# Fragen zu: Servlets, Struts & Hibernate



## shoryuken (29. Nov 2006)

Hi folks!

nachdem ich jetzt diverse kleine Servlet-Applikationen mit Struts und Hibernate geschrieben habe steht nun ein etwas größeres Projekt an. Dazu habe ich noch einige Verständnis-Fragen und suche nach Best-Practices.

1. JSP/ActionServlet: Wie funktioniert das Zusammenspiel dieser beiden? Wie kommen die Informationen z.B. eines ActionForms in die JSP Seite ohne, dass das ActionServlet aufgerufen wird? Kommuniziert der TagHandler mit dem ActionServlet oder liest der Handler die struts-config neu ein?

2. Hibernate SessionFactory: Wo plaziert ihr diese? Im Servlet Context?

3. Hibernate: Ein Hibernate POJO ähnelt oft der zugehörigen Logik (bis auf die Methoden). Ist es eurer Meinung erlaubt und/oder tragbar Logik-Methoden in das POJO zu integrieren? (Nach dem MVC Prinzip)

Gruß,

shoryuken


----------



## SlaterB (29. Nov 2006)

1.
ein Aufruf an der Server wird in der struts-config irgendwo gemappt,
entweder auf eine Action oder eine JSP,
bevor dieser User-Code dran kommt, erledigt Struts seine Arbeit,
vor der Action wird das Form gefüllt,

ob vor der JSP auch weiß ich im Moment gar nicht, ich nehme es aber mal an, steht dann als Attribut im Request?
testen

was ist ein TagHandler?

---------

2.
eine andere Möglichkeit ist ein Singelton/ statische Variable

3.
nach dem MVC-Prinzip darf ins Model POJO keine Controller-Logik

wie man das nimmt, nun ja, 
also es gibt viele Logik die da nicht zu suchen hat,
andere macht dort oder zumindest nahe am POJO meiner Meinung nach schon Sinn, 
z.B. Ausgabeformatierungen oder das Laden zugehöriger Objekte,
wenn dies auch nur aus dem Aufruf anderer Operationen besteht,

schöner wirds vielleicht mit einem Hilfsobjekt, dass dem POJO zugeordnet ist bzw. andersrum


----------



## HLX (29. Nov 2006)

SlaterB hat gesagt.:
			
		

> ob vor der JSP auch weiß ich im Moment gar nicht, ich nehme es aber mal an, steht dann als Attribut im Request?



Die Instanz der ActionForm steht als Attribut im Request.


----------



## Guest (29. Nov 2006)

SlaterB hat gesagt.:
			
		

> 1.
> ob vor der JSP auch weiß ich im Moment gar nicht, ich nehme es aber mal an, steht dann als Attribut im Request?
> testen
> was ist ein TagHandler?



Mir ging es um den direkten Aufuf einer JSP Seite.  Mit TagHandler meinte ich die Klassen TagSupport und BodyTagSupport. Diese werden für die Struts-eigenen Taglibs benutzt. 
Mittlerweile habe ich aber heraus gefunden, dass die Klasse TagUtils Zugriffe auf ActionMappings, MessageResources etc erlaubt. Damit hat sich diese Frage geklärt 

zu 3. ein Beispiel: Login-Bereich 
Frage: Was kommt wohin nach dem MVC Prinzip?
+++
Aufgabe A =
Gib aus dem Forenthread über Struts und Hibernate den Abschnitt von „nachdem ich jetzt“ bis einschließlich „struts-config neu ein?“ wortgetreu aus.
Aufgabe B =
Beantworte zum Forenthread über Struts und Hibernate diese Fragen:
(i) Wo steht laut HLX die Instanz der ActionForm?
(ii) Welche andere Möglichkeit nennt SlaterB für die Hibernate SessionFactory?
(iii) Welche Klasse erlaubt laut dem Beitrag von Guest Zugriffe auf ActionMappings und MessageResources?
Aufgabe C =
Nenne alle Benutzernamen, unter denen im Forenthread über Struts und Hibernate ein Beitrag steht.
+++
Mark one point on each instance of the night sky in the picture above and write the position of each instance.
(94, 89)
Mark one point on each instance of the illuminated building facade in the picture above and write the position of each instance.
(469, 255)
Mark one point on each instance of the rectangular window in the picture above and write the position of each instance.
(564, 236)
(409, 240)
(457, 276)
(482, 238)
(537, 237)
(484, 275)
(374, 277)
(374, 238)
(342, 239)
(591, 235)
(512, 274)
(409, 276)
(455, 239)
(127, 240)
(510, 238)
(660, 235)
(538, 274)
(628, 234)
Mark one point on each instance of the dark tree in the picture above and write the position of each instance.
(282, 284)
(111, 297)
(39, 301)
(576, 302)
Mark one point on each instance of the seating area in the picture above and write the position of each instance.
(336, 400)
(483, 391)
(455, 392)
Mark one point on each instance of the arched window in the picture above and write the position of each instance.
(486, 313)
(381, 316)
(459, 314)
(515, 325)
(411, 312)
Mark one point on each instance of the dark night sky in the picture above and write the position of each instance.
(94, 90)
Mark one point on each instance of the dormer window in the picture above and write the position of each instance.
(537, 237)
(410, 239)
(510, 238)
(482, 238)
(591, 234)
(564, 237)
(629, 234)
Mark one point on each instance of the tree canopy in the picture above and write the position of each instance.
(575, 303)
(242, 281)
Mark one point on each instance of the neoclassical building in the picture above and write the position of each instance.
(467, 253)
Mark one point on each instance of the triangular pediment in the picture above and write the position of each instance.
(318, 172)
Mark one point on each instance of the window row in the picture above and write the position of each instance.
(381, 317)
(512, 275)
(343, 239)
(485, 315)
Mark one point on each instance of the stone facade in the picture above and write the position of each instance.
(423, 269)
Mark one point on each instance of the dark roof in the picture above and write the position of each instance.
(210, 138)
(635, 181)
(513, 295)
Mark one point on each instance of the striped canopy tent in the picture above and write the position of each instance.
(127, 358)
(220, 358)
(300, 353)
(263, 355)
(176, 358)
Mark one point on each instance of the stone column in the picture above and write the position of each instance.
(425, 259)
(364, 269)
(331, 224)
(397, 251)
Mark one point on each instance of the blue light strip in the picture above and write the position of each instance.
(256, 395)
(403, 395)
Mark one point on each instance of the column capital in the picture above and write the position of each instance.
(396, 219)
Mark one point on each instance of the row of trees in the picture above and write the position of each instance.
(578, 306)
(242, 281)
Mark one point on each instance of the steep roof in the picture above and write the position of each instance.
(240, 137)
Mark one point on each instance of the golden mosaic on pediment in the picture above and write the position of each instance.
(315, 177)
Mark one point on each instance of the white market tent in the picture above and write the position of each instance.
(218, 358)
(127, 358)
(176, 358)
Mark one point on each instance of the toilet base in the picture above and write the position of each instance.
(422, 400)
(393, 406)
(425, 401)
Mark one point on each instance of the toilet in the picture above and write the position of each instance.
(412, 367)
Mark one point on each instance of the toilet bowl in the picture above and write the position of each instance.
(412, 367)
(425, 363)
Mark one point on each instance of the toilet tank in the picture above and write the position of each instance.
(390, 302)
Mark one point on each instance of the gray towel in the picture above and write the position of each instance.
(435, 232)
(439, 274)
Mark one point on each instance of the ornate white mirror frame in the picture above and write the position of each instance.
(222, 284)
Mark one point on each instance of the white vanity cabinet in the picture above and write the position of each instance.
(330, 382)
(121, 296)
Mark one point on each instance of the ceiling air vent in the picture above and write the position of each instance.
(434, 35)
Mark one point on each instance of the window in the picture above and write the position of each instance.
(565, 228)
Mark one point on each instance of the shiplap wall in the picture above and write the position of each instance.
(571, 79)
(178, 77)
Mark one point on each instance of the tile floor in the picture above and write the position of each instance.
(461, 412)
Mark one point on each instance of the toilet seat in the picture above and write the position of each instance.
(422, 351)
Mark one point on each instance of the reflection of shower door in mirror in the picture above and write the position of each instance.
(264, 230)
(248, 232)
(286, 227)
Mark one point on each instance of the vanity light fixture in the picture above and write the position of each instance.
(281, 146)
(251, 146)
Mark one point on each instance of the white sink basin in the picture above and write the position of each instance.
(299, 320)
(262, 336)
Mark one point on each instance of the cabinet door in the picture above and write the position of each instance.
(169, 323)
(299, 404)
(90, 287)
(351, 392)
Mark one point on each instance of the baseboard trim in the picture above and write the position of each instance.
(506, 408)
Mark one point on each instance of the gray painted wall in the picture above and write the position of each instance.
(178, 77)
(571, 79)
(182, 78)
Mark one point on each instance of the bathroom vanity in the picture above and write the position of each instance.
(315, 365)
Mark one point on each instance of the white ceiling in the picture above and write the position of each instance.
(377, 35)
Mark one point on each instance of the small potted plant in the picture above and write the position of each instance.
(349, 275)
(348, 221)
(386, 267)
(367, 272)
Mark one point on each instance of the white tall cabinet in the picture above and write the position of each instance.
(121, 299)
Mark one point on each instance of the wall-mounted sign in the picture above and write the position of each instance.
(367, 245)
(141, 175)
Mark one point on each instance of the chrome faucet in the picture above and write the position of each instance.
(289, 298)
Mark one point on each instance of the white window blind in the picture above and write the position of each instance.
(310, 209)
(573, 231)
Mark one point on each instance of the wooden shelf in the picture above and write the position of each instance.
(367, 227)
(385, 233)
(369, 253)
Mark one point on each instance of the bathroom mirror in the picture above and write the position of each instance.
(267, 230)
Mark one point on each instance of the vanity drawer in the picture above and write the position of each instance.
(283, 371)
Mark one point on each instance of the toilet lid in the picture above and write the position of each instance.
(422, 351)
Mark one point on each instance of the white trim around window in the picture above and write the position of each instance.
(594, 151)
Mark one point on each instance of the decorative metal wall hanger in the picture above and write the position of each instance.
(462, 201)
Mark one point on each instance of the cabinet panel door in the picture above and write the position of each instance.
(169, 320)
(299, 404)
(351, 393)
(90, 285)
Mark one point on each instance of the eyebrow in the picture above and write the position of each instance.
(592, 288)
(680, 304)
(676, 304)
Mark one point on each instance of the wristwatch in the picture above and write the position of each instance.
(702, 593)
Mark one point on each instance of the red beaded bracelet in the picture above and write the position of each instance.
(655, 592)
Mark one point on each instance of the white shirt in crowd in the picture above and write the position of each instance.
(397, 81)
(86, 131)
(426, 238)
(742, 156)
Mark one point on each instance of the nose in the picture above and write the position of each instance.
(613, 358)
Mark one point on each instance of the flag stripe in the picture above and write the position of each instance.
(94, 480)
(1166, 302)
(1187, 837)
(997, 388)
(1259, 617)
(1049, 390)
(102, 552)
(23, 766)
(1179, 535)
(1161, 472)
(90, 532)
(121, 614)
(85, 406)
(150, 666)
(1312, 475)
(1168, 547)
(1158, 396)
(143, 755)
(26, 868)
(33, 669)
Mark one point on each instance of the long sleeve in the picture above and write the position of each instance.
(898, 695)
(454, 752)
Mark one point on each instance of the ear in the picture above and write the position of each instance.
+++
Erwartete Antwort A =
nachdem ich jetzt diverse kleine Servlet-Applikationen mit Struts und Hibernate geschrieben habe steht nun ein etwas größeres Projekt an. Dazu habe ich noch einige Verständnis-Fragen und suche nach Best-Practices.

1. JSP/ActionServlet: Wie funktioniert das Zusammenspiel dieser beiden? Wie kommen die Informationen z.B. eines ActionForms in die JSP Seite ohne, dass das ActionServlet aufgerufen wird? Kommuniziert der TagHandler mit dem ActionServlet oder liest der Handler die struts-config neu ein?

Erwartete Antwort B =
(i) Als Attribut im Request.
(ii) Ein Singleton bzw. eine statische Variable.
(iii) Die Klasse TagUtils.

Erwartete Antwort C =
shoryuken, SlaterB, HLX, Guest